• _Your objective_: Rewrite the Lucene forum post from "update: I've created" up to and including "be appreciated. Thanks.", changing every "tf/idf" to "TF-IDF".

• _Provided text_:
§

I have the following problem:there are several text documents which I need to parse and create an index but without stop words and to stem the terms.I can do it manually but I heard from a colleague about Lucene which can do it automatically. I searched the web and found many examples which I tried but each and every example use a different version of lucene and different methods and none of the examples is complete. At the end of this process I need to calculate the tf/idf for each term in my collection.
update: I've created an index with one doc at the moment.the doc is without stop words and stemmed. how do I calculate tf/idf to this doc uisng lucenc? (I will add more docs after I'll figure out how to do the calculation)
Any help with lucene will be appreciated. Thanks.
import java.io.*;
import java.util.HashSet;
import org.apache.lucene.analysis.*;
import org.apache.lucene.analysis.tokenattributes.*;
import org.apache.lucene.analysis.standard.*;
import org.apache.lucene.store.Directory;
import org.apache.lucene.store.FSDirectory;
import org.apache.lucene.util.*;
import org.apache.lucene.analysis.snowball.*;
import org.apache.lucene.document.Document;
import org.apache.lucene.document.Field;
import org.apache.lucene.index.IndexWriter;
public class Stemmer
{
static HashSet<String> stopWordsList = null;
public static String Stem(String text, String language) throws IOException
{
parse p = new parse();
stopWordsList = p.readStopWordsFile();
StringBuffer result = new StringBuffer();
if (text!=null && text.trim().length()>0)
{
StringReader tReader = new StringReader(text);
// Analyzer analyzer = new StopAnalyzer(Version.LUCENE_36,stopWordsList);
@SuppressWarnings("deprecation")
Analyzer analyzer = new SnowballAnalyzer(Version.LUCENE_35,"English",stopWordsList);
// disk index storage
Directory directory = FSDirectory.open(new File("d:/index"));
@SuppressWarnings("deprecation")

§

Dataset excerpts on object pointing:
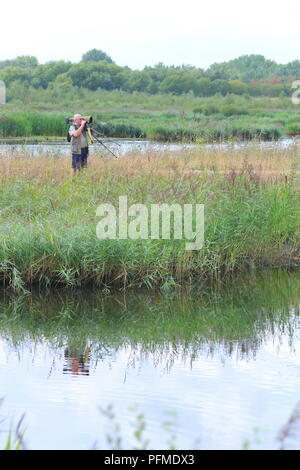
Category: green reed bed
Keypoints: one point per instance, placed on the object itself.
(171, 126)
(48, 223)
(245, 312)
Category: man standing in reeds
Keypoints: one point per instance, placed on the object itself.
(79, 143)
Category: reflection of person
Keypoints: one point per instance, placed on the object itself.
(79, 143)
(77, 363)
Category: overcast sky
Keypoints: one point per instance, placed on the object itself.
(138, 33)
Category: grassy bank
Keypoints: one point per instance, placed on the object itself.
(163, 117)
(48, 219)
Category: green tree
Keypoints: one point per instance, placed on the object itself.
(96, 55)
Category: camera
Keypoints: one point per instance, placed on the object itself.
(88, 119)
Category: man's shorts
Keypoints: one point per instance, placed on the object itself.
(79, 160)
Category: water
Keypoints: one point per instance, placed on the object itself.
(122, 147)
(221, 366)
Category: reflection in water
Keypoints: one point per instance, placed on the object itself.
(225, 358)
(77, 363)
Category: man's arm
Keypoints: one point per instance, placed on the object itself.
(78, 131)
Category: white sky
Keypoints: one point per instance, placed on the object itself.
(138, 33)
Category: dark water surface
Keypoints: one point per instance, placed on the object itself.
(221, 365)
(122, 147)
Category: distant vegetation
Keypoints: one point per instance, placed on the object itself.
(252, 75)
(244, 99)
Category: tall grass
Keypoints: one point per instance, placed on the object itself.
(178, 125)
(48, 220)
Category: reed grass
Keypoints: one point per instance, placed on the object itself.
(48, 219)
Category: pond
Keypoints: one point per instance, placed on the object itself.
(208, 368)
(122, 147)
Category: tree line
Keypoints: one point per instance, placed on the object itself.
(252, 75)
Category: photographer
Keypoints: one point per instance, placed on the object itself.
(79, 143)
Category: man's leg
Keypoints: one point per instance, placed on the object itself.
(84, 155)
(76, 162)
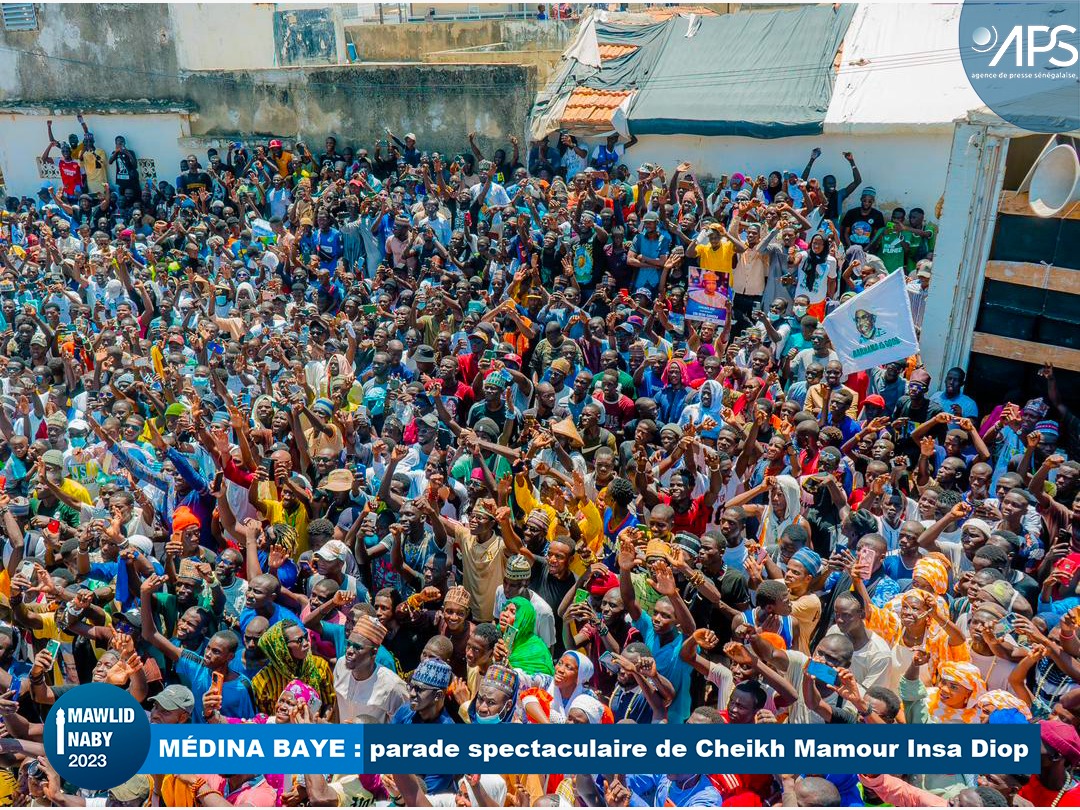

§

• _Finished task_:
update: I've created an index with one doc at the moment.the doc is without stop words and stemmed. how do I calculate TF-IDF to this doc uisng lucenc? (I will add more docs after I'll figure out how to do the calculation)
Any help with lucene will be appreciated. Thanks.